- [Task to complete]
Copy every line of the material below, adding 56 to both numbers in each coordinate pair. Leave out the pictures.

[Records from a collection]
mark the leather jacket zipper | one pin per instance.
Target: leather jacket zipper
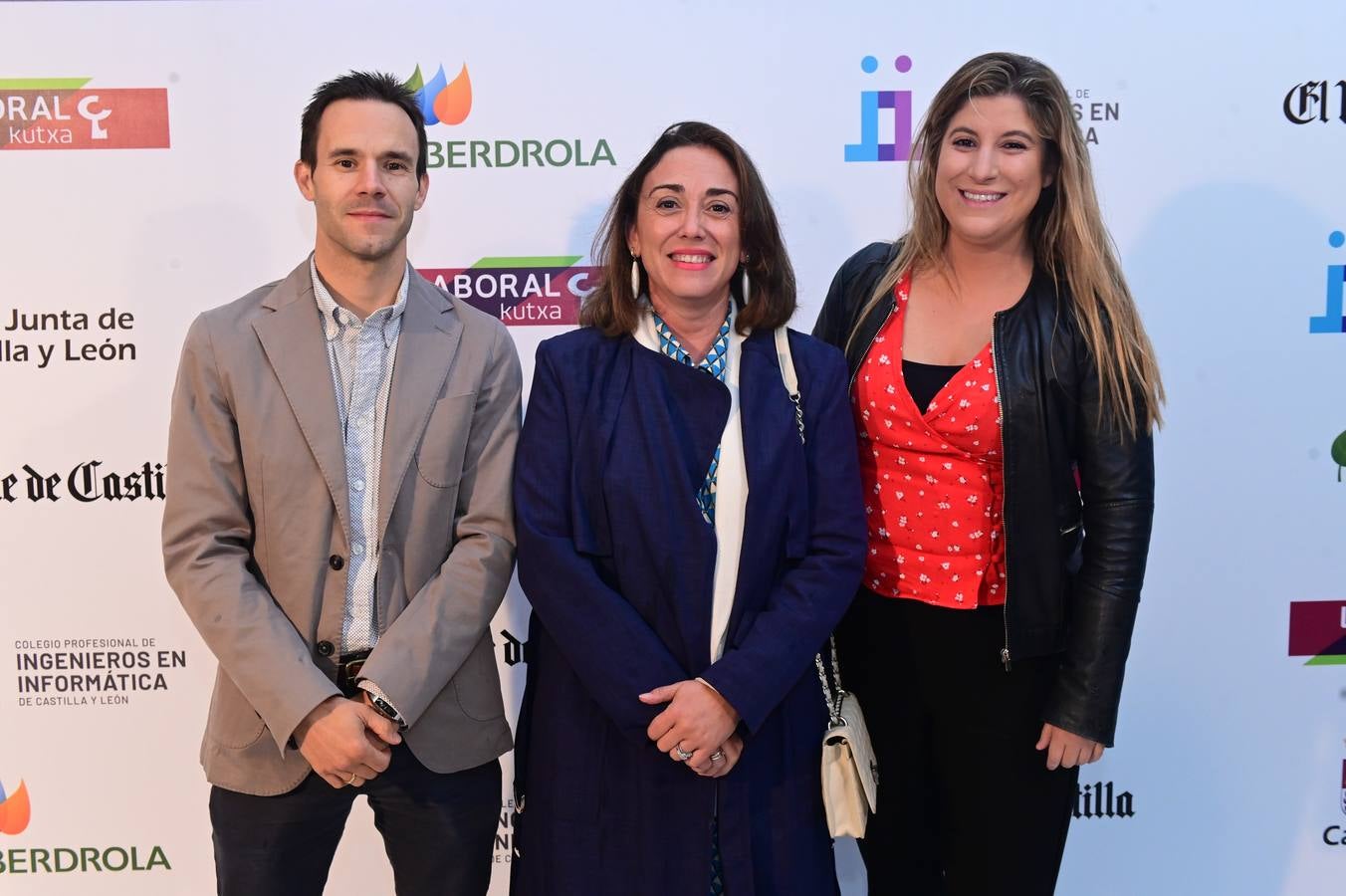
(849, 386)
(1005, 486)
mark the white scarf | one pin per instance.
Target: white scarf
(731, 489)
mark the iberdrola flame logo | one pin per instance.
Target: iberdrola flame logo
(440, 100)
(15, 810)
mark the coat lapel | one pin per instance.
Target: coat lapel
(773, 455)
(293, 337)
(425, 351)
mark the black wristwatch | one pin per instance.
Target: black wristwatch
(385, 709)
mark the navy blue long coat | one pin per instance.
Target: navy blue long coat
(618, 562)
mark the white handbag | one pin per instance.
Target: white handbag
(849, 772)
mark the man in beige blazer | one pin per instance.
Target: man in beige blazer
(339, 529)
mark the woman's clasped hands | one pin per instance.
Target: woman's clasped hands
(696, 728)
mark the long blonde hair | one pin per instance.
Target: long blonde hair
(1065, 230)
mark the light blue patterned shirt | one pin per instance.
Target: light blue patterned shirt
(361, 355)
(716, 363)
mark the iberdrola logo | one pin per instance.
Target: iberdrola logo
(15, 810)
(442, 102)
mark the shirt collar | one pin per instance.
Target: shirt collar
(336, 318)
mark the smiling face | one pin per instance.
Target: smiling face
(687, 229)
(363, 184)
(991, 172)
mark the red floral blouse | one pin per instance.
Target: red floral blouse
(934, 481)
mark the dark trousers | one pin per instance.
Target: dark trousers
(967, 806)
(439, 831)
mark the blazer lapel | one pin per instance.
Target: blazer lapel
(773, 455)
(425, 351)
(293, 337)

- [Result for this task]
mark the leather jacket zipper | one pin per instance.
Target: leather jacket zipper
(905, 442)
(1061, 542)
mark the white scarf | one pin per instance.
Target: white scarf
(787, 545)
mark the iberdrola flame logo | one pin per instance.
Target: iberdrola flame logo
(496, 156)
(71, 866)
mark the coat lapel | one pin per instance.
Target: coat lapel
(829, 511)
(349, 393)
(481, 407)
mark the black wristwatch | one pin per instance.
Target: black wristwatch
(441, 765)
mark the navy blue long coat | one pin per instance.
Target: navy blue long coat
(674, 618)
mark the white handbag | one pin per instance.
Target: white handbag
(905, 828)
mark the man in beige blazer | one pin per instance.
Target: man in beige blazer
(395, 585)
mark the woman's clasped hands | one pin per instance.
Target: woman's clasped hands
(752, 784)
mark the long blonde hair | one pin per instance.
Target: long blonde hair
(1121, 286)
mark the light blue patterned shirt | one pin per instance.
Target: light blue patterned shirt
(417, 411)
(772, 419)
mark the iberdrola logo | one pin per instance.
Target: iberdrola logo
(71, 866)
(498, 158)
mark the shirt collar | one pin per instance.
Target: shirt collar
(392, 374)
mark the smiling face | one pin per instance.
Target: smiling face
(743, 285)
(419, 240)
(1047, 228)
mark the red floral blouse | one pin per instance.
Target: red floral blouse
(990, 537)
mark the dark trousers | one pin per instance.
Target: dark trousers
(1023, 862)
(495, 887)
mark the blazer lapel | one pin per instance.
Target: blazer lapel
(829, 511)
(481, 407)
(349, 393)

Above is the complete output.